[Task prompt]:
The expected answer is the full listing, repeated exactly and free of images.

[Input material]:

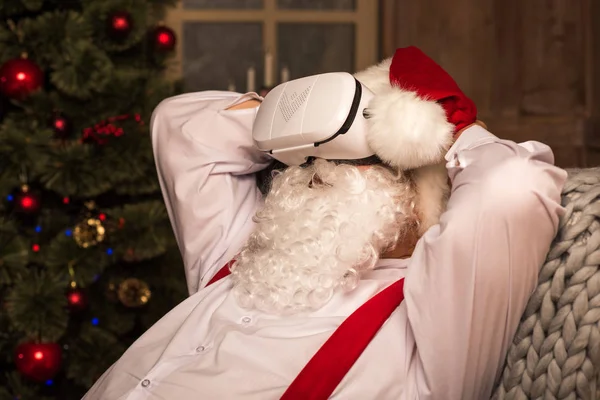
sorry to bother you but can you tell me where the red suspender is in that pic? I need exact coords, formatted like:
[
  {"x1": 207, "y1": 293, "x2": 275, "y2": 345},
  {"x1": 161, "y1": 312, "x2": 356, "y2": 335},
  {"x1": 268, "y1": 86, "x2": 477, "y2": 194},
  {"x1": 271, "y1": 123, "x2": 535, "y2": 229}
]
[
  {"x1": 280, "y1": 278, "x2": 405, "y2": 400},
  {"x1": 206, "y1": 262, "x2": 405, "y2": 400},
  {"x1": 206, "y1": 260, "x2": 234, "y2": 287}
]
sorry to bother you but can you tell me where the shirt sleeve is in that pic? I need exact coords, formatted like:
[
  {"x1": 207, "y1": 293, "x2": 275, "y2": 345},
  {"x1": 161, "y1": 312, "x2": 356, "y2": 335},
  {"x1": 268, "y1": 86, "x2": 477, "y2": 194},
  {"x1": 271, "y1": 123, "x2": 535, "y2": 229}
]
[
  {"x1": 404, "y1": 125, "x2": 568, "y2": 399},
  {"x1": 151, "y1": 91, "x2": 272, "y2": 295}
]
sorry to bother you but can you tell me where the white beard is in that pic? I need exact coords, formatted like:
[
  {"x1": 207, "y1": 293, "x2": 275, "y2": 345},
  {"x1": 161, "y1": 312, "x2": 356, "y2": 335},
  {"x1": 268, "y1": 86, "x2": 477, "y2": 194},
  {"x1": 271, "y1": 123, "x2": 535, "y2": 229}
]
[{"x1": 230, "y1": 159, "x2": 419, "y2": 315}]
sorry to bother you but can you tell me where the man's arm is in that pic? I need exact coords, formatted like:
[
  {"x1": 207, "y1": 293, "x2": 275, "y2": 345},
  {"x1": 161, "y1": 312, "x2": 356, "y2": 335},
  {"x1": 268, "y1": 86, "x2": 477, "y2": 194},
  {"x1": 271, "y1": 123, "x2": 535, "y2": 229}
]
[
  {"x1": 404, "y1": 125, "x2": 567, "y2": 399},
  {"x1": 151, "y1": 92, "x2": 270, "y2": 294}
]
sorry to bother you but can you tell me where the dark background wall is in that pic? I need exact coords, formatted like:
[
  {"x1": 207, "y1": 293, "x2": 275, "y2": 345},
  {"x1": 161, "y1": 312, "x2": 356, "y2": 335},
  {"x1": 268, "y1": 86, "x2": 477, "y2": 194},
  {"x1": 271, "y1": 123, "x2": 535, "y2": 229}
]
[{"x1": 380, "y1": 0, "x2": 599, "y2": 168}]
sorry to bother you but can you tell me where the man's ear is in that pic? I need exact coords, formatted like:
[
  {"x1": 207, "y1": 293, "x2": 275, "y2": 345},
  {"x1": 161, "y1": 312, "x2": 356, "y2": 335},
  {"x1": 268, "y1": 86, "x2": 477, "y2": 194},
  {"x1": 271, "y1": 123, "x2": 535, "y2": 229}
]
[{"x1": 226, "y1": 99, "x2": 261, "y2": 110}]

[Response to this task]:
sorry to bother you but can you tell me where the red suspender is in that pic? I need exact coords, formatted like:
[
  {"x1": 207, "y1": 293, "x2": 275, "y2": 345},
  {"x1": 161, "y1": 312, "x2": 356, "y2": 335},
  {"x1": 268, "y1": 86, "x2": 477, "y2": 194},
  {"x1": 271, "y1": 123, "x2": 535, "y2": 229}
]
[
  {"x1": 280, "y1": 278, "x2": 405, "y2": 400},
  {"x1": 206, "y1": 262, "x2": 405, "y2": 400},
  {"x1": 206, "y1": 260, "x2": 234, "y2": 287}
]
sorry to bother you but can you tell me where the shirt sleeve is in that pic? I need exact coords, formatted like:
[
  {"x1": 207, "y1": 293, "x2": 275, "y2": 345},
  {"x1": 161, "y1": 312, "x2": 356, "y2": 335},
  {"x1": 268, "y1": 86, "x2": 477, "y2": 194},
  {"x1": 271, "y1": 123, "x2": 535, "y2": 229}
]
[
  {"x1": 404, "y1": 125, "x2": 568, "y2": 399},
  {"x1": 151, "y1": 91, "x2": 272, "y2": 295}
]
sorry to bother you but can you tell me where the white beard is in that pic? I need exact coords, formatted like:
[
  {"x1": 207, "y1": 293, "x2": 275, "y2": 345},
  {"x1": 161, "y1": 312, "x2": 356, "y2": 335},
  {"x1": 268, "y1": 86, "x2": 477, "y2": 194},
  {"x1": 271, "y1": 123, "x2": 535, "y2": 229}
]
[{"x1": 230, "y1": 159, "x2": 419, "y2": 315}]
sorry to bother you but can you tell me where the man's arm is in that pic? I need exact coords, formatted like:
[
  {"x1": 207, "y1": 293, "x2": 275, "y2": 345},
  {"x1": 161, "y1": 312, "x2": 356, "y2": 335},
  {"x1": 268, "y1": 86, "x2": 477, "y2": 194},
  {"x1": 271, "y1": 123, "x2": 535, "y2": 229}
]
[
  {"x1": 404, "y1": 125, "x2": 567, "y2": 399},
  {"x1": 151, "y1": 92, "x2": 270, "y2": 294}
]
sorry to bother you but can you tell me where the dark background wall is in that pic? I need exact coords, formatted like:
[
  {"x1": 207, "y1": 293, "x2": 275, "y2": 345},
  {"x1": 161, "y1": 312, "x2": 356, "y2": 335},
  {"x1": 268, "y1": 86, "x2": 477, "y2": 194},
  {"x1": 271, "y1": 123, "x2": 535, "y2": 229}
]
[{"x1": 380, "y1": 0, "x2": 599, "y2": 168}]
sorry to bother you but can you tell me where the man's ear is in that pic? I need exact coords, formatted like:
[
  {"x1": 207, "y1": 293, "x2": 275, "y2": 345},
  {"x1": 161, "y1": 312, "x2": 356, "y2": 335},
  {"x1": 268, "y1": 86, "x2": 477, "y2": 194},
  {"x1": 271, "y1": 123, "x2": 535, "y2": 229}
]
[{"x1": 226, "y1": 99, "x2": 261, "y2": 110}]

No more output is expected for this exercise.